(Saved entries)
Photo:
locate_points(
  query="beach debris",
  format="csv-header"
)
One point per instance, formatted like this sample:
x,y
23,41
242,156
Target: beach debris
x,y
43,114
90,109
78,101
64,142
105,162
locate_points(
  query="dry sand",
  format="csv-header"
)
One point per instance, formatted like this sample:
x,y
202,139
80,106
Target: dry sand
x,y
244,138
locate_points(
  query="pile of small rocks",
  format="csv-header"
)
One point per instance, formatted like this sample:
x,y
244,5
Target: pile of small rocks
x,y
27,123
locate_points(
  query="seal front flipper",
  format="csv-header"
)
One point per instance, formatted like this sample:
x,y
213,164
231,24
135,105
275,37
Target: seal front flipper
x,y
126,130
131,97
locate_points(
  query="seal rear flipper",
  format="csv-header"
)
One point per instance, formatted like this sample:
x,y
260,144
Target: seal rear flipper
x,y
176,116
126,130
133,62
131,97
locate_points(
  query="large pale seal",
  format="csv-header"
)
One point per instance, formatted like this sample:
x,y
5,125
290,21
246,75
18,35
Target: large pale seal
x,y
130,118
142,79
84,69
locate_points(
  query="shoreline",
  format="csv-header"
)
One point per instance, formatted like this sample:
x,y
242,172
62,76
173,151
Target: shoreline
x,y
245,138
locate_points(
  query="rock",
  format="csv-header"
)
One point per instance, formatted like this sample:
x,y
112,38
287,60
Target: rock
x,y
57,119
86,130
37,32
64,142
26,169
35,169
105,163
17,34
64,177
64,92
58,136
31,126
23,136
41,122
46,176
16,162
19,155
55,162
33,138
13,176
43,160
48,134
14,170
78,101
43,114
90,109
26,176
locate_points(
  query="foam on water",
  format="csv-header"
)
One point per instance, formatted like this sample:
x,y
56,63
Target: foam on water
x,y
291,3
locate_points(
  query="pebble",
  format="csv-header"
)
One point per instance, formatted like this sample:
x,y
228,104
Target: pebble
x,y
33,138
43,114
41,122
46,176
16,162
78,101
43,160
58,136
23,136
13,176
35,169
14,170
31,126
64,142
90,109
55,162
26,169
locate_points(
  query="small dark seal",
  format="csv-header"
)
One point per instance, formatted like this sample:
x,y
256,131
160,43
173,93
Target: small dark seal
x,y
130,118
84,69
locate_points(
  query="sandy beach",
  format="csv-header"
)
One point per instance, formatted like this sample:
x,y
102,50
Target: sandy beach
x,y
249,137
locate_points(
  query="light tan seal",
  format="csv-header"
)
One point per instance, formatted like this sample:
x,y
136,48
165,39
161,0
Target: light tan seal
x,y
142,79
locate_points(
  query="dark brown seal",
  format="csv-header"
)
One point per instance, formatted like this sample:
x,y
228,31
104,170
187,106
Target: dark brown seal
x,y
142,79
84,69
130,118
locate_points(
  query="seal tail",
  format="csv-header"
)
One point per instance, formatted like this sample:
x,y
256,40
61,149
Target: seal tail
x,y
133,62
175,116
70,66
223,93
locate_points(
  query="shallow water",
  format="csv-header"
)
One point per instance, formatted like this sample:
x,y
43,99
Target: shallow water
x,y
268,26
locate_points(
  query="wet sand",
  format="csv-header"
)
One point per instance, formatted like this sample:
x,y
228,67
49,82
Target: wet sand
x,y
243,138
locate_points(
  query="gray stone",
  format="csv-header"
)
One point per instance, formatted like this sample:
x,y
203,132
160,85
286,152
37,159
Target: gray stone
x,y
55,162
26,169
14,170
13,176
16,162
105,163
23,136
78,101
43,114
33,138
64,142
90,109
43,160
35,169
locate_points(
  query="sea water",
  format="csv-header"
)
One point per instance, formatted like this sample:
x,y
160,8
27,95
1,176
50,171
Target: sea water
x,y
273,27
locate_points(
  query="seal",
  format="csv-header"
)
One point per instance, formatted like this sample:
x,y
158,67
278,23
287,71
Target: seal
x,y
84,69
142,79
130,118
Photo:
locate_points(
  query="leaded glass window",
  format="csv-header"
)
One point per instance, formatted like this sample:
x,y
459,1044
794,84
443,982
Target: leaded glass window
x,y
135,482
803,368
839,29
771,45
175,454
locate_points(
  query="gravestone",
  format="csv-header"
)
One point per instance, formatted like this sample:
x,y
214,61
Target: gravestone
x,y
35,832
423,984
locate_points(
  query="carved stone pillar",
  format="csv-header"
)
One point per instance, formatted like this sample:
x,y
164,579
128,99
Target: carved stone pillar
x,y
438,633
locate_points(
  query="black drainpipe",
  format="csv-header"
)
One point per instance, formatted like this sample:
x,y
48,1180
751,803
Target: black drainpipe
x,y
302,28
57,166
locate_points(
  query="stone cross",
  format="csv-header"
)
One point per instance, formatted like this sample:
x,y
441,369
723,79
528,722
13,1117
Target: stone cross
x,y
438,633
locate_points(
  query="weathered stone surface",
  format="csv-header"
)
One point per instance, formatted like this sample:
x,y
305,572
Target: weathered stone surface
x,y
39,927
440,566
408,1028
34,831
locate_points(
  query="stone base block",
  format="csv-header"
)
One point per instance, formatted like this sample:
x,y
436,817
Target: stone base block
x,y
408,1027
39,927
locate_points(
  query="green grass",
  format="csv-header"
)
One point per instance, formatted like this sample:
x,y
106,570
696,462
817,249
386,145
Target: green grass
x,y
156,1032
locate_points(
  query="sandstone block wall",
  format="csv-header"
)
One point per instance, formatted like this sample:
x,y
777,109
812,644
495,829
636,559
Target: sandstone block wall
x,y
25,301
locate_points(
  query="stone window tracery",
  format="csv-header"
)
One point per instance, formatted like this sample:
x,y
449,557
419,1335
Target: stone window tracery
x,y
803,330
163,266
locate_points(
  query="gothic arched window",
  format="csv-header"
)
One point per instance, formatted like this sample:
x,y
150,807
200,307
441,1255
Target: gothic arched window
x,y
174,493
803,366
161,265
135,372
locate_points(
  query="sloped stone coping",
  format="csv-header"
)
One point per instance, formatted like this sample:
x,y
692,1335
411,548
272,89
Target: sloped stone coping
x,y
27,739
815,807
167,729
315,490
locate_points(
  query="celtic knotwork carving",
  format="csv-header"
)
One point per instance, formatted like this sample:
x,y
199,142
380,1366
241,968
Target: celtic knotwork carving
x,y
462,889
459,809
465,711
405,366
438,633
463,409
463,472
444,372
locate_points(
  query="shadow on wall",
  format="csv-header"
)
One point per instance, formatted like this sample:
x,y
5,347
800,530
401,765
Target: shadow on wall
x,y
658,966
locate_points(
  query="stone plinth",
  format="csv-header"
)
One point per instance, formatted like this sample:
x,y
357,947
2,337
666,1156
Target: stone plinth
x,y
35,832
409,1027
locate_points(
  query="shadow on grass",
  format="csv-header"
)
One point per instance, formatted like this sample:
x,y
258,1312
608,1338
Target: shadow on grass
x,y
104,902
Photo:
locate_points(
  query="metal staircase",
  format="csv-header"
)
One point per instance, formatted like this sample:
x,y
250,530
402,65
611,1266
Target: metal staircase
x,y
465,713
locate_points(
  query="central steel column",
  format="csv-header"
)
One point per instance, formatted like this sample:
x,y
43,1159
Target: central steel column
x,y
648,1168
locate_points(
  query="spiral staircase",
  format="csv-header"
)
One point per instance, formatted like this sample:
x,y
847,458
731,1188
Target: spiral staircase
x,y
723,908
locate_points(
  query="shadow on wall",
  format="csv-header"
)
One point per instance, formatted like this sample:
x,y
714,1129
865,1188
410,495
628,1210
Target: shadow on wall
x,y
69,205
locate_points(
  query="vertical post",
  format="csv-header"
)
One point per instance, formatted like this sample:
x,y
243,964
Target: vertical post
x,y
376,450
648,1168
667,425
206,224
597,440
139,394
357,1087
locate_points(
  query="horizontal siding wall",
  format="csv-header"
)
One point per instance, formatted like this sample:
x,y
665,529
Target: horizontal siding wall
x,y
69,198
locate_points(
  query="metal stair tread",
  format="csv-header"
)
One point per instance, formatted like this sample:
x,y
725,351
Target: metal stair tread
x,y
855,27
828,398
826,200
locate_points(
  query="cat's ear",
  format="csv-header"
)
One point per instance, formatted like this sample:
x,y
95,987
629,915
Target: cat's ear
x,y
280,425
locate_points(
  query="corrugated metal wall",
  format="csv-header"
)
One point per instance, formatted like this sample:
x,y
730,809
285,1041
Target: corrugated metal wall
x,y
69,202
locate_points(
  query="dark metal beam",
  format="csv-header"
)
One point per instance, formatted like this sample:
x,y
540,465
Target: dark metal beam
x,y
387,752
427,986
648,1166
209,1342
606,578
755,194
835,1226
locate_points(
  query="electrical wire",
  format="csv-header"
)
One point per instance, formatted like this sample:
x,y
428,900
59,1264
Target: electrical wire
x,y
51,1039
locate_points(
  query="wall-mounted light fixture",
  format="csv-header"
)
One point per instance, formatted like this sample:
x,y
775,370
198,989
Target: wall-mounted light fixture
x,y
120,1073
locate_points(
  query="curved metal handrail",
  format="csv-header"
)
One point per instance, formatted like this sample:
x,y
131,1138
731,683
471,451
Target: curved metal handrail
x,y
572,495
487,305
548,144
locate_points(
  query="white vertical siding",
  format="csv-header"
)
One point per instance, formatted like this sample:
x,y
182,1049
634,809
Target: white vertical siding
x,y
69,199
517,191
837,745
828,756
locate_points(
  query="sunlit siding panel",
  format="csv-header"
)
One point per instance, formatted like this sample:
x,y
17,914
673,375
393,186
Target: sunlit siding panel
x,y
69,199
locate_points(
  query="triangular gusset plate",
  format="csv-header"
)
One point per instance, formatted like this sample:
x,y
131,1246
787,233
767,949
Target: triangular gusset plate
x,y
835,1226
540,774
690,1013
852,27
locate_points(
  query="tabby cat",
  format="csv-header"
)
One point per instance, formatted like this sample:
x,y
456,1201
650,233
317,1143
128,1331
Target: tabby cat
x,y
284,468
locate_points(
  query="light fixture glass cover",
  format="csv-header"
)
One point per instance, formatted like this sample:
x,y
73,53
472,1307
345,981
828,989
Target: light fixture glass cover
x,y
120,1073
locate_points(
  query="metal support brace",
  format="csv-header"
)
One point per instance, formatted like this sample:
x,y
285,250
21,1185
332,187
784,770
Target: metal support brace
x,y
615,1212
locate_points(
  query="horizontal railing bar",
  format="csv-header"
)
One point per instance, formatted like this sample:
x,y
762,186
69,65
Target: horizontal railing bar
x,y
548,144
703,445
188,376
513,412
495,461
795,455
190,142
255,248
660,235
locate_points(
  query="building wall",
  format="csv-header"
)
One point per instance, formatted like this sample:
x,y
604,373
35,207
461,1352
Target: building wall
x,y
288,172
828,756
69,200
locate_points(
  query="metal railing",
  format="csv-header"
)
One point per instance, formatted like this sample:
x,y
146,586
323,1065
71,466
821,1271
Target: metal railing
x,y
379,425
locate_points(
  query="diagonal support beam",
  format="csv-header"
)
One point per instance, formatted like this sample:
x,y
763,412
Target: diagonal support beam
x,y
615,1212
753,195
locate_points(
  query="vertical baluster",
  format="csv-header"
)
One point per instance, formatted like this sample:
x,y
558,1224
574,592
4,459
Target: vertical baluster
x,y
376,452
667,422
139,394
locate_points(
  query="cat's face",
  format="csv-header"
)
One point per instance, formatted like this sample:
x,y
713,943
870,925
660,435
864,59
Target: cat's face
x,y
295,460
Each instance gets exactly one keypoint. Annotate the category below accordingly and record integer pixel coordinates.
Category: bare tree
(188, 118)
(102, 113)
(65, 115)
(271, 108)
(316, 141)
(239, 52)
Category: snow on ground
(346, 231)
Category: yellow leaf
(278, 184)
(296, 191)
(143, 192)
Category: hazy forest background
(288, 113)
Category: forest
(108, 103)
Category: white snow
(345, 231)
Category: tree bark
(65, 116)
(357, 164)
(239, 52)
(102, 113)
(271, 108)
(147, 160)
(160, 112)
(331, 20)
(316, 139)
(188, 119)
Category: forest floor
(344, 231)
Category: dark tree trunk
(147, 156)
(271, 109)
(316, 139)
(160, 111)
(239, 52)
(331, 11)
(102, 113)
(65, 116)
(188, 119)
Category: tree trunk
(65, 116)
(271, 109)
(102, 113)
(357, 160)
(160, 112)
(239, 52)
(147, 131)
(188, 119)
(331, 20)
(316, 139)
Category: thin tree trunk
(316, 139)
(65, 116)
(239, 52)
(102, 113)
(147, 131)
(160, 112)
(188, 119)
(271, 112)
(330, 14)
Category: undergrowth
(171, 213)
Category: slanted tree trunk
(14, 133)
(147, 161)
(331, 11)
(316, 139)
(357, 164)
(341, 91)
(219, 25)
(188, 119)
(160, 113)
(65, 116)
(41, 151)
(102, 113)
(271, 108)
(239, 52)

EXERCISE AIM:
Retype exactly, please, only the lines of the entries that run from the one containing "Category: snow on ground" to the last.

SOLVED EXERCISE:
Category: snow on ground
(346, 231)
Category: yellow leaf
(278, 184)
(296, 191)
(143, 192)
Category: hazy forest background
(288, 113)
Category: forest
(108, 103)
Category: white snow
(345, 231)
Category: tree bark
(65, 116)
(357, 164)
(239, 52)
(102, 113)
(271, 108)
(147, 160)
(160, 112)
(331, 20)
(316, 139)
(188, 119)
Category: forest floor
(344, 231)
Category: dark tree trunk
(147, 156)
(271, 109)
(316, 139)
(160, 111)
(239, 52)
(331, 11)
(102, 113)
(65, 116)
(188, 119)
Category: tree trunk
(65, 116)
(271, 109)
(102, 113)
(357, 160)
(160, 112)
(239, 52)
(147, 131)
(188, 119)
(331, 20)
(316, 139)
Category: thin tree trunk
(316, 139)
(65, 116)
(239, 52)
(102, 113)
(147, 131)
(160, 112)
(188, 119)
(271, 112)
(330, 14)
Category: undergrowth
(171, 213)
Category: slanted tree trunk
(14, 133)
(147, 161)
(331, 11)
(316, 139)
(357, 164)
(341, 91)
(219, 25)
(188, 119)
(160, 113)
(65, 116)
(41, 151)
(102, 113)
(271, 108)
(239, 52)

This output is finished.